» **Extracted text**
Lalit, M., Handberg-Thorsager, M., Hsieh, Y.-W., Jug, F., & Tomancak, P. (2020). Registration of Multi-modal Volumetric Images by Establishing Cell Correspondence. In A. Bartoli (Ed.), Computer vision - ECCV 2020 workshops: Glasgow, UK, August 23-28, 2020: proceedings: Part 1 (pp. 458-473). Cham: Springer International Publishing.


Cite as: https://hdl.handle.net/21.11116/0000-000A-0C48-9
Abstract
Early development of an animal from an egg involves a rapid increase in cell number and several cell fate specification events accompanied by dynamic morphogenetic changes. In order to correlate the morphological changes with the genetic events, one typically needs to monitor the living system with several imaging modalities offering different spatial and temporal resolution. Live imaging allows monitoring the embryo at a high temporal resolution and observing the morphological changes. On the other hand, confocal images of specimens fixed and stained for the expression of certain genes enable observing the transcription states of an embryo at specific time points during development with high spatial resolution. The two imaging modalities cannot, by definition, be applied to the same specimen and thus, separately obtained images of different specimens need to be registered. Biologically, the most meaningful way to register the images is by identifying cellular correspondences between these two imaging modalities. In this way, one can bring the two sources of information into a single domain and combine dynamic information on morphogenesis with static gene expression data. Here we propose a new computational pipeline for identifying cell-to-cell correspondences between images from multiple modalities and for using these correspondences to register 3D images within and across imaging modalities. We demonstrate this pipeline by combining four-dimensional recording of embryogenesis of Spiralian annelid ragworm Platynereis dumerilii with three-dimensional scans of fixed Platynereis dumerilii embryos stained for the expression of a variety of important developmental genes. We compare our approach with methods for aligning point clouds and show that we match the accuracy of these state-of-the-art registration pipelines on synthetic data. We show that our approach outperforms these methods on real biological imaging datasets. Importantly, our approach uniquely provides, in addition to the registration, also the non-redundant matching of corresponding, biologically meaningful entities within the registered specimen which is the prerequisite for generating biological insights from the combined datasets. The complete pipeline is available for public use through a Fiji plugin.

» **Provided material**

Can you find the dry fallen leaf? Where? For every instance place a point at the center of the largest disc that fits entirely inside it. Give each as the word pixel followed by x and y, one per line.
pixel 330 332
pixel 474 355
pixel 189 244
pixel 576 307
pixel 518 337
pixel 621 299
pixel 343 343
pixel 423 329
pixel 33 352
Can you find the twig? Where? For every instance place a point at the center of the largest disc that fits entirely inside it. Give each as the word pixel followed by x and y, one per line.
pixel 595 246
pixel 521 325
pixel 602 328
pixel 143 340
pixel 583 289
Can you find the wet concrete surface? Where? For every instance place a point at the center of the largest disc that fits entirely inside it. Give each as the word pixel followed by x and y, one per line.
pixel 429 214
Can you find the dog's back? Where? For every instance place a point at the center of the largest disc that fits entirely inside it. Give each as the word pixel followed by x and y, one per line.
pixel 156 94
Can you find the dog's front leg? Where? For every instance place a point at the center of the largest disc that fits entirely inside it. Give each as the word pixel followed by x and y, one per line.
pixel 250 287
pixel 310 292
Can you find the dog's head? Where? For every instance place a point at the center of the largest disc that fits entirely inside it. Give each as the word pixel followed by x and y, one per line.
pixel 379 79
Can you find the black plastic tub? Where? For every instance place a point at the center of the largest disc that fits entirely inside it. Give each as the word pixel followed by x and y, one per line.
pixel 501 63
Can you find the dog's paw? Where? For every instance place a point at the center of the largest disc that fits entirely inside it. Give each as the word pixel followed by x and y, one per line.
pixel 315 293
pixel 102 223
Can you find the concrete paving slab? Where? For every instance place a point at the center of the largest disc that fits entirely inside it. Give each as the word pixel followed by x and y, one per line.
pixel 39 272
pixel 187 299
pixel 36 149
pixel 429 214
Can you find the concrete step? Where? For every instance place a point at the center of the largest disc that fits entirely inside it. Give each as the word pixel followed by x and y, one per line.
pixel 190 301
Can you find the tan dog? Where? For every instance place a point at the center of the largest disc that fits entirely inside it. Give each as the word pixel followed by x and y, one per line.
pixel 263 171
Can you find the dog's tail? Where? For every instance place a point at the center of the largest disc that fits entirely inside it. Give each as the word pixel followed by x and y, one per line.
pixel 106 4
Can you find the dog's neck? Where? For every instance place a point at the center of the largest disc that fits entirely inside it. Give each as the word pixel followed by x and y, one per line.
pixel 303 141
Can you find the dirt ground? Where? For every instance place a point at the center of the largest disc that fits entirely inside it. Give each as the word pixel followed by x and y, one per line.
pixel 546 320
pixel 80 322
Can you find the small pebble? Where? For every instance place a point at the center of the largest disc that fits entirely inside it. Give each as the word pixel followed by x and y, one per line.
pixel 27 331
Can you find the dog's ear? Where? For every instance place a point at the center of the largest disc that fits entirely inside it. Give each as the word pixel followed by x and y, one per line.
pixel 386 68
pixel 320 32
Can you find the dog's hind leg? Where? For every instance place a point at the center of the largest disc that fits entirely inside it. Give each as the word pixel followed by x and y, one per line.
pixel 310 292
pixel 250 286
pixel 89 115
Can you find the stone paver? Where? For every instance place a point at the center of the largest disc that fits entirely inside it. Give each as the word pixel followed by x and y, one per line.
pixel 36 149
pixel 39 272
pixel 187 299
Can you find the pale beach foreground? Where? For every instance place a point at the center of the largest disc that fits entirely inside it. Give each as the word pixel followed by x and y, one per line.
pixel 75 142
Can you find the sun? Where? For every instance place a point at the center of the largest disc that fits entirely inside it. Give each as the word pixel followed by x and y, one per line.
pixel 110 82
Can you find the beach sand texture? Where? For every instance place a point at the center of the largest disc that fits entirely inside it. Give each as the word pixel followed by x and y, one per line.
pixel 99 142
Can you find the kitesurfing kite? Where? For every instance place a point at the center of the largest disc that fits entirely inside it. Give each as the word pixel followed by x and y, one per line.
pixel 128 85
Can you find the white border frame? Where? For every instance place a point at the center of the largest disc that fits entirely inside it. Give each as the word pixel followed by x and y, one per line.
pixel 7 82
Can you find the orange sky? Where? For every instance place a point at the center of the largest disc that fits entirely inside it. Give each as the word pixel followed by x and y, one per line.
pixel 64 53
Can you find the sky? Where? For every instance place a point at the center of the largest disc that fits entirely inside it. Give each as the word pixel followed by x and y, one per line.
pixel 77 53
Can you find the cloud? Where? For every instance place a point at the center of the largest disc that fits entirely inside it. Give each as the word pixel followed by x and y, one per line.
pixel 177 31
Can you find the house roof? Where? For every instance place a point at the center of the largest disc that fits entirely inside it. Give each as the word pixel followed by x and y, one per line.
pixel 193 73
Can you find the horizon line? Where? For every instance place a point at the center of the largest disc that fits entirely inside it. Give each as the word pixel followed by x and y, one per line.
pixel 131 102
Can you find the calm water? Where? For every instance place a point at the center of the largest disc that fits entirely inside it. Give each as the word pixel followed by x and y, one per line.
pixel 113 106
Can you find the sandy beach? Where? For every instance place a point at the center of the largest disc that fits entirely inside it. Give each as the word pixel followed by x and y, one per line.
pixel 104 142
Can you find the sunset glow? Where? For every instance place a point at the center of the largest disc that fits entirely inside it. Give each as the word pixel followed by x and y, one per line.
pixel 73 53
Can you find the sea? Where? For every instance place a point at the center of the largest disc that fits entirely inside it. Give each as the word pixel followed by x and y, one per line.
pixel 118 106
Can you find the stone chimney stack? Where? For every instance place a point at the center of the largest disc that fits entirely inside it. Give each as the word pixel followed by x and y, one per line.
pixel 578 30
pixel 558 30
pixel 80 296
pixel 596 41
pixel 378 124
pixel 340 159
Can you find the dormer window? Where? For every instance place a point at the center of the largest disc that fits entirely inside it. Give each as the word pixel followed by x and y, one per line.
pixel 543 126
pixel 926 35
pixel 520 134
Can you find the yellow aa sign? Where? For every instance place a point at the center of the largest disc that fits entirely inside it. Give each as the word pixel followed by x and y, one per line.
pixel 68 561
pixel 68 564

» **Assignment 1**
Reproduce the passage of the abstract on registering multi-modal volumetric images, starting with "Lalit, M., Handberg-Thorsager, M., Hsieh, Y.-W., Jug, F., &" and going on through "Springer International Publishing.".
» **Assignment 2**
According to the abstract on registering multi-modal volumetric images, through what is the complete pipeline made available for public use?

» **Written solution 1**
Lalit, M., Handberg-Thorsager, M., Hsieh, Y.-W., Jug, F., & Tomancak, P. (2020). Registration of Multi-modal Volumetric Images by Establishing Cell Correspondence. In A. Bartoli (Ed.), Computer vision - ECCV 2020 workshops: Glasgow, UK, August 23-28, 2020: proceedings: Part 1 (pp. 458-473). Cham: Springer International Publishing.

» **Written solution 2**
Through a Fiji plugin.